| Exercise directions |
Send back the records in full, character for character.

| Available data |
----------------------------------------

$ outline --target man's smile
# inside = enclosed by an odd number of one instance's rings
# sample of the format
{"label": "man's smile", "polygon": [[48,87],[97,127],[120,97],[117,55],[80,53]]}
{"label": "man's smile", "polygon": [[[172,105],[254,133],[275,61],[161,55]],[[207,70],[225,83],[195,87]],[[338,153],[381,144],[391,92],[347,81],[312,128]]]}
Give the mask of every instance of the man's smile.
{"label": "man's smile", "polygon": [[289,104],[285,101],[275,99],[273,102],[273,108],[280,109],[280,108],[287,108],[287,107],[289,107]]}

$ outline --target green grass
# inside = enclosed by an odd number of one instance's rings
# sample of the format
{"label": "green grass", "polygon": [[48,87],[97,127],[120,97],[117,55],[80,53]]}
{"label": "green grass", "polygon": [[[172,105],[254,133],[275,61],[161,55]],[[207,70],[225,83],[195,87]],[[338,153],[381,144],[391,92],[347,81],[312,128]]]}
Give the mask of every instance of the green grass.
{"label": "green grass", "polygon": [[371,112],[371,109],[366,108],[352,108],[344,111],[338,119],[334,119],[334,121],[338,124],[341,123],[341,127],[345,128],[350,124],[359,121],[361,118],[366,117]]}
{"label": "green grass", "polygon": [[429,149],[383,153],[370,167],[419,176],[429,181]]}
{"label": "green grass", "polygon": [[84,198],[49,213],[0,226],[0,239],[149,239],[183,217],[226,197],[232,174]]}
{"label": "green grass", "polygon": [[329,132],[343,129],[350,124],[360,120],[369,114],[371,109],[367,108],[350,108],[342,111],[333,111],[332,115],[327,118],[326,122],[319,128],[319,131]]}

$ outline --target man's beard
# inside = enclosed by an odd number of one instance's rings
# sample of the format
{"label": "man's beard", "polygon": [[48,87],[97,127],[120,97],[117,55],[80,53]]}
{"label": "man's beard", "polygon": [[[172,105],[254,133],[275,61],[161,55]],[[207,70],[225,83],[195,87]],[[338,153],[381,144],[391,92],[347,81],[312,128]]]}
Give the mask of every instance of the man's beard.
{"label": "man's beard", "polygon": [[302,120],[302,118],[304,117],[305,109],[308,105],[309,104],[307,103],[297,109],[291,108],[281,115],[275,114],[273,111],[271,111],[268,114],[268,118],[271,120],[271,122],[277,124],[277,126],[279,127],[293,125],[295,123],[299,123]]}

----------------------------------------

| Answer area |
$ outline --target man's smile
# inside = enclosed by an odd number of one instance's rings
# sample of the format
{"label": "man's smile", "polygon": [[48,87],[97,127],[120,97],[117,55],[80,53]]}
{"label": "man's smile", "polygon": [[[172,105],[254,133],[275,61],[161,55]],[[207,70],[225,83],[195,87]],[[338,153],[381,144],[391,92],[347,81],[312,128]]]}
Give the mask of every instance of the man's smile.
{"label": "man's smile", "polygon": [[289,104],[285,101],[275,99],[273,102],[273,108],[280,109],[280,108],[287,108],[287,107],[289,107]]}

$ outline --target green grass
# inside = enclosed by an odd number of one instance's rings
# sample of the format
{"label": "green grass", "polygon": [[48,87],[97,127],[120,97],[117,55],[80,53]]}
{"label": "green grass", "polygon": [[[172,105],[254,133],[275,61],[161,55]],[[207,70],[225,83],[195,87]],[[338,153],[381,144],[391,92],[347,81],[312,128]]]}
Give the mask of every instance of the green grass.
{"label": "green grass", "polygon": [[371,112],[371,109],[366,108],[352,108],[344,111],[338,119],[334,119],[334,121],[338,124],[341,123],[341,127],[345,128],[350,124],[359,121],[361,118],[366,117]]}
{"label": "green grass", "polygon": [[429,149],[383,153],[370,167],[419,176],[429,181]]}
{"label": "green grass", "polygon": [[84,198],[49,213],[0,226],[0,239],[149,239],[183,217],[226,197],[232,174]]}
{"label": "green grass", "polygon": [[329,132],[343,129],[350,124],[360,120],[369,114],[371,109],[367,108],[350,108],[342,111],[333,111],[332,115],[327,118],[326,122],[319,128],[319,131]]}

$ outline --target man's beard
# inside = enclosed by an odd number of one instance's rings
# sample of the format
{"label": "man's beard", "polygon": [[48,87],[97,127],[120,97],[117,55],[80,53]]}
{"label": "man's beard", "polygon": [[[172,105],[254,133],[275,61],[161,55]],[[207,70],[225,83],[195,87]],[[338,153],[381,144],[391,92],[347,81],[312,128]]]}
Give the mask of every instance of the man's beard.
{"label": "man's beard", "polygon": [[302,120],[302,118],[304,117],[305,109],[308,105],[309,104],[307,103],[297,109],[291,108],[281,115],[275,114],[273,111],[271,111],[268,114],[268,118],[271,120],[271,122],[277,124],[277,126],[279,127],[293,125],[295,123],[299,123]]}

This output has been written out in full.